What is needed: Write out all records as given; omit images.

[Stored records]

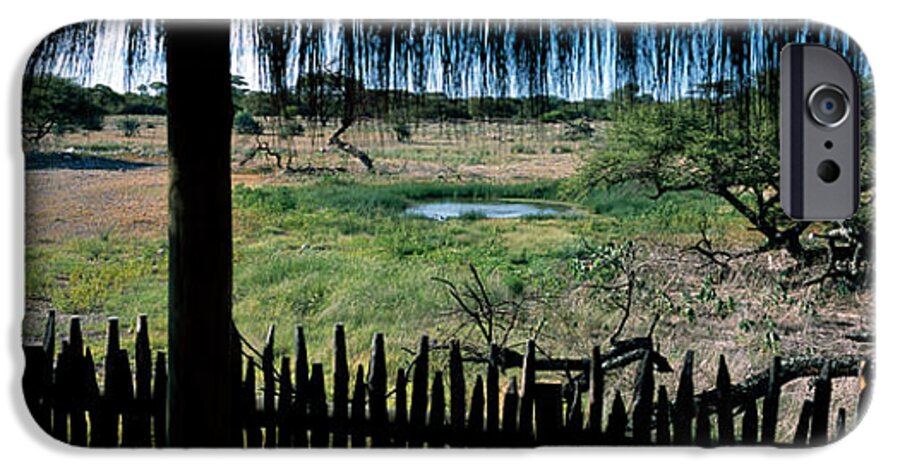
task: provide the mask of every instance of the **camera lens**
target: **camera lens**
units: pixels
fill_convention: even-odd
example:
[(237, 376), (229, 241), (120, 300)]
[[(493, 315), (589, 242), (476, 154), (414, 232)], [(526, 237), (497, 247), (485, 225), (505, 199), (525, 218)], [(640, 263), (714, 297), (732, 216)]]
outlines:
[(822, 126), (840, 126), (850, 114), (847, 94), (834, 85), (819, 85), (809, 94), (809, 114)]

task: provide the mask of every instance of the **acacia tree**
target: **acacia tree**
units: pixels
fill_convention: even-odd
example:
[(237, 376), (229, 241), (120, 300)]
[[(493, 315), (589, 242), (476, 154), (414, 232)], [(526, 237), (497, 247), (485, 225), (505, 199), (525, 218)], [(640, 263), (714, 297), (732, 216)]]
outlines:
[(58, 77), (29, 78), (22, 97), (22, 138), (38, 145), (51, 133), (103, 127), (105, 110), (90, 91)]

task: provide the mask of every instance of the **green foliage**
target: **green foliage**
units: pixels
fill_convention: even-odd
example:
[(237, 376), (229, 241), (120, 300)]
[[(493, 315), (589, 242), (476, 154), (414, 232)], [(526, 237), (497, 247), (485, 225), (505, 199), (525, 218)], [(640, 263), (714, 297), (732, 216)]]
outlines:
[(103, 115), (103, 108), (94, 103), (89, 91), (71, 80), (47, 76), (25, 83), (22, 137), (32, 144), (51, 132), (102, 129)]
[(393, 130), (394, 136), (397, 137), (397, 142), (409, 142), (412, 139), (412, 129), (406, 123), (394, 124)]
[(683, 191), (715, 195), (762, 233), (769, 247), (802, 256), (806, 224), (788, 219), (779, 206), (777, 109), (753, 90), (744, 93), (621, 107), (576, 187), (589, 193), (639, 182), (652, 190), (651, 198)]
[(116, 129), (122, 131), (122, 135), (125, 137), (134, 137), (140, 132), (141, 122), (131, 117), (120, 119), (116, 123)]
[(262, 125), (247, 111), (238, 112), (234, 116), (234, 130), (238, 134), (262, 134)]

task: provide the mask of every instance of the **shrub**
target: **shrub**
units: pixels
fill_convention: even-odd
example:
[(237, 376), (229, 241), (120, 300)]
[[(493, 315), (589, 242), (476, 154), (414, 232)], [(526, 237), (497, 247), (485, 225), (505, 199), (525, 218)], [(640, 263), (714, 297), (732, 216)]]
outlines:
[(252, 114), (241, 111), (234, 117), (234, 130), (238, 134), (262, 134), (262, 125)]
[(122, 134), (125, 137), (134, 137), (138, 135), (138, 131), (141, 128), (141, 122), (134, 118), (125, 118), (116, 123), (116, 127), (119, 131), (122, 131)]
[(406, 123), (397, 123), (394, 125), (394, 135), (397, 136), (397, 142), (409, 142), (412, 139), (412, 130)]

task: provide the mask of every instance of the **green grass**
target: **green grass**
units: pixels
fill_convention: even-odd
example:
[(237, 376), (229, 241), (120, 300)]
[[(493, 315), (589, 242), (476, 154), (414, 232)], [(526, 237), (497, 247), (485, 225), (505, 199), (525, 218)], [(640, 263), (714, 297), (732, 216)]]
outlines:
[[(385, 333), (389, 368), (405, 365), (422, 333), (447, 330), (451, 305), (441, 277), (468, 280), (478, 267), (489, 289), (509, 297), (540, 288), (565, 289), (568, 263), (597, 242), (696, 237), (697, 214), (721, 203), (685, 194), (650, 200), (640, 189), (603, 190), (559, 217), (519, 220), (479, 215), (438, 222), (409, 217), (417, 200), (445, 198), (559, 201), (559, 184), (354, 184), (323, 178), (307, 186), (234, 190), (234, 317), (261, 346), (277, 326), (276, 354), (292, 354), (293, 326), (305, 327), (311, 361), (330, 368), (334, 324), (344, 323), (350, 360), (365, 362), (375, 332)], [(724, 220), (725, 222), (721, 222)], [(739, 221), (735, 216), (717, 223)], [(166, 251), (163, 240), (102, 237), (28, 247), (27, 295), (63, 314), (85, 316), (88, 345), (102, 349), (104, 318), (119, 316), (130, 347), (131, 324), (150, 317), (154, 348), (164, 347)], [(36, 335), (26, 325), (26, 336)], [(31, 331), (29, 331), (29, 329)], [(100, 355), (102, 357), (102, 352)]]

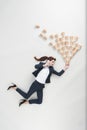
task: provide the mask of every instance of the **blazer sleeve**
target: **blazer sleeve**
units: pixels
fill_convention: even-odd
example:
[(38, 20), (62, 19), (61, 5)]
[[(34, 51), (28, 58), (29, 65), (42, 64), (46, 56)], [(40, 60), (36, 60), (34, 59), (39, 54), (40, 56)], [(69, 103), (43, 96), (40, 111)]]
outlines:
[(34, 66), (36, 69), (42, 69), (43, 68), (43, 63), (39, 63), (39, 64), (36, 64), (35, 66)]
[(53, 74), (56, 74), (57, 76), (61, 76), (65, 71), (62, 69), (60, 72), (57, 72), (56, 70), (53, 70)]

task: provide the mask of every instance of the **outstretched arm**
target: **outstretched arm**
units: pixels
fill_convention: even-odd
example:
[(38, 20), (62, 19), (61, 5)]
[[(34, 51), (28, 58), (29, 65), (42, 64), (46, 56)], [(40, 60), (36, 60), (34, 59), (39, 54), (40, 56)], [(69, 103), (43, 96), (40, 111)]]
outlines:
[(69, 65), (65, 65), (64, 69), (62, 69), (60, 72), (53, 70), (53, 73), (56, 74), (57, 76), (61, 76), (68, 68), (69, 68)]
[(56, 74), (57, 76), (61, 76), (64, 72), (65, 72), (64, 70), (61, 70), (60, 72), (53, 70), (53, 73)]

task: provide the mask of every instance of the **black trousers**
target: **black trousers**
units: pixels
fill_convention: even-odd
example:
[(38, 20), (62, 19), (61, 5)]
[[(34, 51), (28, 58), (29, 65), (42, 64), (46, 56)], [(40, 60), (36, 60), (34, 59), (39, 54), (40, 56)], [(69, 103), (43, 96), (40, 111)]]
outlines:
[(43, 100), (43, 88), (44, 84), (41, 84), (35, 80), (27, 93), (22, 91), (20, 88), (17, 88), (16, 91), (26, 99), (28, 99), (34, 92), (37, 92), (37, 99), (30, 99), (29, 103), (41, 104)]

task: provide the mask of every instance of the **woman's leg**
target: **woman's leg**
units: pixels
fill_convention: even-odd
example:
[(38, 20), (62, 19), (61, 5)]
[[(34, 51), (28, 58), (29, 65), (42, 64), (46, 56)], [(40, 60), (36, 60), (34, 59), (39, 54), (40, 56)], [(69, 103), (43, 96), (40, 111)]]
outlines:
[(23, 96), (24, 98), (28, 99), (35, 91), (37, 91), (37, 84), (36, 81), (34, 81), (27, 93), (22, 91), (20, 88), (17, 88), (16, 91)]
[(43, 100), (43, 88), (40, 90), (37, 90), (37, 99), (30, 99), (29, 104), (41, 104)]

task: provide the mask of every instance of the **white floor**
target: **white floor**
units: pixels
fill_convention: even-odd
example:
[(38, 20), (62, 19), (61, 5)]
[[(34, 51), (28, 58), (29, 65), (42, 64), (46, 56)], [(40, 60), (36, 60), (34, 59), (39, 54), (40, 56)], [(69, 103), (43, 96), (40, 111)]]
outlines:
[[(35, 24), (49, 33), (78, 35), (83, 47), (62, 77), (52, 76), (43, 104), (19, 108), (22, 97), (7, 87), (14, 82), (27, 92), (34, 56), (52, 55), (55, 69), (64, 67), (61, 56), (38, 37)], [(85, 0), (0, 0), (1, 130), (85, 130), (85, 43)]]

Response to this task:
task: provide the mask of every instance of the **camera lens**
target: **camera lens**
units: pixels
fill_convention: even-odd
example:
[(237, 376), (229, 241), (120, 300)]
[[(493, 315), (589, 242), (476, 154), (414, 232)], [(526, 237), (497, 247), (485, 225), (505, 199), (525, 218)], [(640, 263), (714, 297), (732, 216)]]
outlines:
[(822, 126), (840, 126), (850, 114), (847, 94), (834, 85), (819, 85), (809, 94), (809, 114)]

task: provide the mask of every instance of the **acacia tree**
target: **acacia tree**
units: pixels
fill_convention: even-odd
example:
[(237, 376), (229, 241), (120, 300)]
[[(493, 315), (589, 242), (476, 154), (414, 232)], [(526, 237), (497, 247), (485, 225), (505, 199), (525, 218)], [(640, 263), (714, 297), (732, 216)]]
outlines:
[(58, 77), (29, 78), (22, 97), (22, 138), (38, 145), (51, 133), (103, 127), (105, 110), (90, 91)]

task: provide the mask of every instance of the **green foliage**
target: **green foliage**
units: pixels
fill_convention: even-odd
example:
[(237, 376), (229, 241), (120, 300)]
[[(493, 315), (589, 242), (476, 154), (414, 232)], [(526, 237), (497, 247), (485, 225), (505, 199), (525, 218)], [(640, 263), (714, 297), (732, 216)]]
outlines:
[(103, 115), (103, 108), (94, 103), (89, 91), (71, 80), (47, 76), (25, 83), (22, 137), (32, 144), (51, 132), (102, 129)]
[(393, 130), (394, 136), (397, 137), (397, 142), (409, 142), (412, 139), (412, 129), (406, 123), (394, 124)]
[(683, 191), (715, 195), (762, 233), (769, 247), (802, 256), (806, 224), (788, 219), (779, 206), (777, 109), (753, 90), (744, 93), (621, 107), (576, 187), (589, 193), (639, 182), (652, 190), (651, 198)]
[(116, 129), (122, 131), (122, 135), (125, 137), (134, 137), (140, 132), (141, 122), (131, 117), (120, 119), (116, 123)]
[(262, 125), (247, 111), (238, 112), (234, 116), (234, 130), (238, 134), (262, 134)]

task: provide the mask of every instance of the **shrub**
target: **shrub**
units: pixels
fill_convention: even-odd
example:
[(237, 376), (229, 241), (120, 300)]
[[(493, 315), (589, 242), (476, 154), (414, 232)], [(526, 237), (497, 247), (485, 225), (505, 199), (525, 218)], [(640, 263), (714, 297), (732, 216)]]
outlines:
[(252, 114), (241, 111), (234, 117), (234, 130), (238, 134), (262, 134), (262, 125)]
[(122, 134), (125, 137), (134, 137), (138, 135), (138, 131), (141, 128), (141, 122), (134, 118), (125, 118), (116, 123), (116, 127), (119, 131), (122, 131)]
[(406, 123), (397, 123), (394, 125), (394, 135), (397, 136), (397, 142), (409, 142), (412, 139), (412, 130)]

task: provide the mask of every instance of the **green grass**
target: **green grass**
units: pixels
fill_convention: even-odd
example:
[(237, 376), (229, 241), (120, 300)]
[[(493, 315), (589, 242), (476, 154), (414, 232)], [(526, 237), (497, 247), (485, 225), (505, 199), (525, 218)], [(640, 263), (714, 297), (732, 216)]]
outlines:
[[(385, 333), (389, 368), (405, 365), (422, 333), (447, 330), (451, 305), (441, 277), (468, 280), (478, 267), (489, 289), (509, 297), (540, 288), (565, 289), (568, 263), (597, 242), (696, 237), (697, 214), (721, 203), (685, 194), (650, 200), (640, 189), (603, 190), (559, 217), (519, 220), (479, 215), (438, 222), (409, 217), (417, 200), (445, 198), (559, 201), (559, 184), (354, 184), (323, 178), (307, 186), (234, 190), (234, 317), (261, 346), (277, 326), (276, 354), (292, 354), (293, 326), (305, 327), (311, 361), (330, 368), (334, 324), (344, 323), (350, 360), (365, 362), (375, 332)], [(724, 220), (725, 222), (721, 222)], [(739, 221), (735, 216), (717, 223)], [(166, 251), (163, 240), (102, 237), (28, 247), (27, 295), (63, 314), (85, 316), (88, 345), (102, 349), (104, 318), (119, 316), (130, 347), (131, 324), (150, 317), (154, 348), (164, 347)], [(36, 335), (26, 325), (26, 336)], [(31, 331), (29, 331), (29, 329)], [(100, 355), (102, 357), (102, 352)]]

task: provide the mask of every instance of the **blazer sleeve**
target: **blazer sleeve**
units: pixels
fill_convention: even-odd
example:
[(38, 20), (62, 19), (61, 5)]
[[(34, 51), (28, 58), (29, 65), (42, 64), (46, 56)], [(40, 60), (36, 60), (34, 59), (39, 54), (40, 56)], [(69, 103), (43, 96), (40, 111)]]
outlines:
[(34, 66), (36, 69), (42, 69), (43, 68), (43, 63), (39, 63), (39, 64), (36, 64), (35, 66)]
[(53, 74), (56, 74), (57, 76), (61, 76), (65, 71), (62, 69), (60, 72), (57, 72), (56, 70), (53, 70)]

task: provide the mask of every instance of the **outstretched arm**
target: **outstretched arm**
units: pixels
fill_convention: even-odd
example:
[(38, 20), (62, 19), (61, 5)]
[[(34, 51), (28, 58), (29, 65), (42, 64), (46, 56)], [(40, 60), (36, 60), (34, 59), (39, 54), (40, 56)], [(69, 103), (43, 96), (40, 111)]]
outlines:
[(69, 65), (65, 65), (64, 69), (62, 69), (60, 72), (53, 70), (53, 73), (56, 74), (57, 76), (61, 76), (68, 68), (69, 68)]
[(56, 74), (57, 76), (61, 76), (64, 72), (65, 72), (64, 70), (61, 70), (60, 72), (53, 70), (53, 73)]

task: provide the mask of every instance of the **black trousers**
target: **black trousers**
units: pixels
fill_convention: even-odd
example:
[(38, 20), (62, 19), (61, 5)]
[[(34, 51), (28, 58), (29, 65), (42, 64), (46, 56)], [(40, 60), (36, 60), (34, 59), (39, 54), (40, 56)], [(69, 103), (43, 96), (40, 111)]]
outlines:
[(43, 100), (43, 88), (44, 84), (41, 84), (35, 80), (27, 93), (22, 91), (20, 88), (17, 88), (16, 91), (26, 99), (28, 99), (34, 92), (37, 92), (37, 99), (30, 99), (29, 103), (41, 104)]

task: provide the mask of every instance of the **woman's leg**
target: **woman's leg**
units: pixels
fill_convention: even-odd
example:
[(38, 20), (62, 19), (61, 5)]
[[(34, 51), (28, 58), (29, 65), (42, 64), (46, 56)], [(40, 60), (36, 60), (34, 59), (39, 54), (40, 56)], [(69, 103), (43, 96), (40, 111)]]
outlines:
[(23, 96), (24, 98), (28, 99), (35, 91), (37, 91), (37, 84), (36, 81), (34, 81), (27, 93), (22, 91), (20, 88), (17, 88), (16, 91)]
[(43, 100), (43, 88), (40, 90), (37, 90), (37, 99), (30, 99), (29, 104), (41, 104)]

task: provide the mask of every instance of the **white floor**
target: **white floor**
units: pixels
fill_convention: even-odd
example:
[(38, 20), (62, 19), (61, 5)]
[[(34, 51), (28, 58), (29, 65), (42, 64), (46, 56)], [(40, 60), (36, 60), (34, 59), (39, 54), (40, 56)], [(69, 103), (43, 96), (40, 111)]]
outlines:
[[(35, 24), (49, 33), (78, 35), (83, 47), (62, 77), (52, 76), (43, 104), (19, 108), (22, 97), (7, 87), (14, 82), (27, 92), (34, 56), (52, 55), (55, 69), (64, 67), (61, 56), (38, 37)], [(85, 0), (0, 0), (1, 130), (85, 130), (85, 43)]]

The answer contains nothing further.